§ **EXERCISE DESCRIPTION**: Scale every pixel coordinate in the answers by 1.1, rounding to whole numbers with halves going up, and give the lines again from the line that contains "Find the dry" through the end of the listing, both ends included. Reproduce the requests in those lines as well, return only these lines, and leave the pictures out.

§ **THE DATA**:
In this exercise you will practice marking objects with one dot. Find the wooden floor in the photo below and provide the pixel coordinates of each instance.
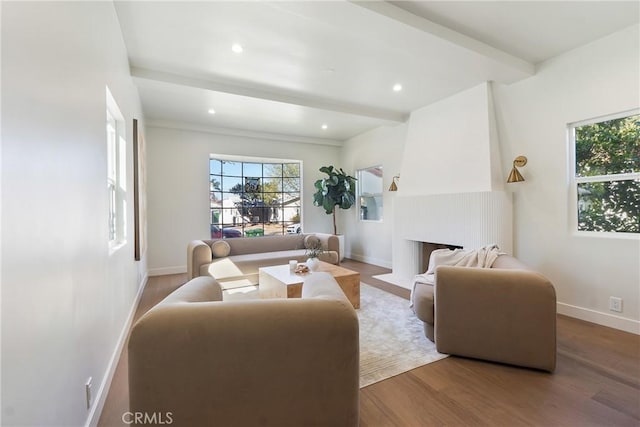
(596, 383)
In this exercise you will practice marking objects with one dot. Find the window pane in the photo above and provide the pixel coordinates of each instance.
(215, 166)
(608, 147)
(232, 184)
(215, 182)
(215, 198)
(232, 168)
(253, 170)
(291, 184)
(273, 170)
(272, 185)
(291, 169)
(609, 206)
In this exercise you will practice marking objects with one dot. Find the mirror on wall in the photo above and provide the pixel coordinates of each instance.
(370, 193)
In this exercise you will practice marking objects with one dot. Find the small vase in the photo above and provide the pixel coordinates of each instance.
(313, 264)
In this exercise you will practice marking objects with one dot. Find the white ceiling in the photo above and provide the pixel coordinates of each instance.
(310, 63)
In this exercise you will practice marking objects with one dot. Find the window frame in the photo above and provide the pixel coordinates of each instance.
(116, 174)
(264, 178)
(575, 181)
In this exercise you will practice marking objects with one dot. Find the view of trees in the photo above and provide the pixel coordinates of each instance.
(607, 157)
(245, 194)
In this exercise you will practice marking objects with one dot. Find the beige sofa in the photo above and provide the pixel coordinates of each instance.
(506, 313)
(235, 262)
(279, 362)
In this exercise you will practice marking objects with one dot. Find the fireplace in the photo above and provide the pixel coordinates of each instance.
(426, 248)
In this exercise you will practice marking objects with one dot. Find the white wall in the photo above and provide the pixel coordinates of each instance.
(65, 301)
(369, 241)
(450, 147)
(178, 192)
(597, 79)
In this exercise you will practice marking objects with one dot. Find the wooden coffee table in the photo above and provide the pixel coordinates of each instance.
(279, 282)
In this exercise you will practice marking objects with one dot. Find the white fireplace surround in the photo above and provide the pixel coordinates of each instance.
(470, 220)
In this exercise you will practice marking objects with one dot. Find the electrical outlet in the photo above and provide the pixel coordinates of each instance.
(615, 304)
(87, 390)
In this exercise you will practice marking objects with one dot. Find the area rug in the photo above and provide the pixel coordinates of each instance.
(392, 340)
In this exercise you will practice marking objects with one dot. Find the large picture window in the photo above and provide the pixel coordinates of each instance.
(606, 173)
(254, 198)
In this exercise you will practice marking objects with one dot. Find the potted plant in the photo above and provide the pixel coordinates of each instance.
(336, 190)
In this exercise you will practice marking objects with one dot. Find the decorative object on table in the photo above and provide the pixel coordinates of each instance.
(314, 249)
(515, 175)
(302, 269)
(336, 190)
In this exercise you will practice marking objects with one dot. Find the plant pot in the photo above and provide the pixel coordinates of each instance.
(313, 264)
(341, 245)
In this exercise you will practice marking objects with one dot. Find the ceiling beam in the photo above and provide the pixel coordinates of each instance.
(278, 95)
(407, 18)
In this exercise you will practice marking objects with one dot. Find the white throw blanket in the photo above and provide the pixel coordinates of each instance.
(480, 258)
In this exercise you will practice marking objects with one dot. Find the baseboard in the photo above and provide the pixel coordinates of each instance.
(369, 260)
(103, 391)
(163, 271)
(597, 317)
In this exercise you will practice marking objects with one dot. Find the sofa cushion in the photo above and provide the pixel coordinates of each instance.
(220, 249)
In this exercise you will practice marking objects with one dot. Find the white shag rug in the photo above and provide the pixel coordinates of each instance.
(392, 338)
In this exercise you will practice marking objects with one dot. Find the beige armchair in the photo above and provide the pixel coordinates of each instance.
(278, 362)
(503, 314)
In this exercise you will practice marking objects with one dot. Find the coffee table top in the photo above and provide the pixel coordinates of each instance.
(286, 276)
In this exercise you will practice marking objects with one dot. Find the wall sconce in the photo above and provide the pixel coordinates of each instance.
(515, 175)
(394, 186)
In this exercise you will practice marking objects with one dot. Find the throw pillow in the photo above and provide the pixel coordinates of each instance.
(311, 241)
(220, 249)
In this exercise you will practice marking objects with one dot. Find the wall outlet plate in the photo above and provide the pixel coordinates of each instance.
(615, 304)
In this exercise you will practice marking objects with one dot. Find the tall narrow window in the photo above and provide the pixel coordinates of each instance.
(254, 197)
(606, 173)
(116, 173)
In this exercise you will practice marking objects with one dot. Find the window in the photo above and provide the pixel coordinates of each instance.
(116, 173)
(253, 198)
(370, 193)
(606, 173)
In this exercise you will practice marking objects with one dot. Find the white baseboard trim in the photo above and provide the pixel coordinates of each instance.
(163, 271)
(105, 385)
(369, 260)
(597, 317)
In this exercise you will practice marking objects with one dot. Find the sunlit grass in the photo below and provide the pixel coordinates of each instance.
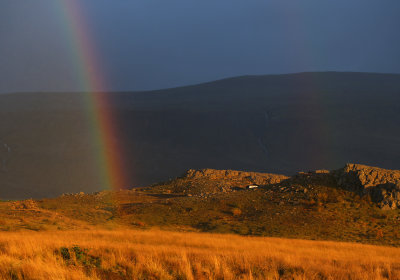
(133, 254)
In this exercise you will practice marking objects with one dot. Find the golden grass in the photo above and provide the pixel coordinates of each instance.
(133, 254)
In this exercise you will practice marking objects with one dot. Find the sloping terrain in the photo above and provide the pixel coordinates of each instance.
(310, 205)
(278, 123)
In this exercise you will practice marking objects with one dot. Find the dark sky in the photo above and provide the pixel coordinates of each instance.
(149, 44)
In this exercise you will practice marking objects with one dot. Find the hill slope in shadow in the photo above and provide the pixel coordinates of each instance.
(275, 123)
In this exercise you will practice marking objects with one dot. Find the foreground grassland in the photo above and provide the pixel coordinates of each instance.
(137, 254)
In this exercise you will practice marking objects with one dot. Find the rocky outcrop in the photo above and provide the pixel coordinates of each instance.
(381, 184)
(28, 204)
(253, 177)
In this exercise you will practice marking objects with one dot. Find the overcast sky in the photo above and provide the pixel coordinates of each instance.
(150, 44)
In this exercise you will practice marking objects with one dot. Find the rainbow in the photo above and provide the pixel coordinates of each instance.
(96, 100)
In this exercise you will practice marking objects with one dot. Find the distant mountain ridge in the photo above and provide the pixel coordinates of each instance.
(273, 123)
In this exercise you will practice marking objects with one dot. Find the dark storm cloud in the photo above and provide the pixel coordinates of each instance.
(156, 43)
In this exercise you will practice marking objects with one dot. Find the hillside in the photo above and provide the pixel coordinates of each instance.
(276, 123)
(356, 203)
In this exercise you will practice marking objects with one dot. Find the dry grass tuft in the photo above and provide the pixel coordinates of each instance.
(133, 254)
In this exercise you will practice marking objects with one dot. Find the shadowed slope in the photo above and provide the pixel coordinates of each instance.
(277, 123)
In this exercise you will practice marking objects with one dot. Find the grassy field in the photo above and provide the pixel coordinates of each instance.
(155, 254)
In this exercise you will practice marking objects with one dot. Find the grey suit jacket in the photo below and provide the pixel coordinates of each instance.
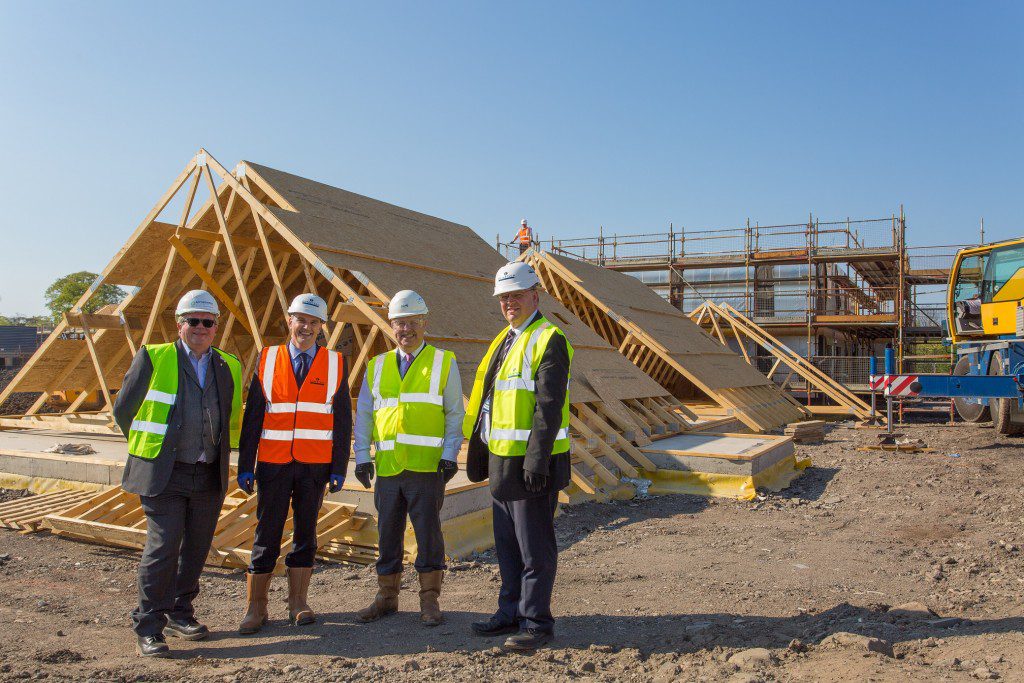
(150, 477)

§ **CORRECT ANSWER**:
In this exercise you will practice marking objects with one dot. Find the dry grass tuft in the photo above and provide the pixel coordinates of each instance.
(146, 279)
In this exercise you will practice marking objects with one dot. Find the shadowed slope in the photo above and provide the pixel coordinates of each instance.
(305, 135)
In this exercise you will practice marking objects with one dot. Find the grassy field in the photo above and provide the pixel coordinates of each instance.
(171, 279)
In this exercise you will practice marking objects with one dot. Find the grey suit jacket in the photo below and provide the pixel coordinates of each instance.
(165, 525)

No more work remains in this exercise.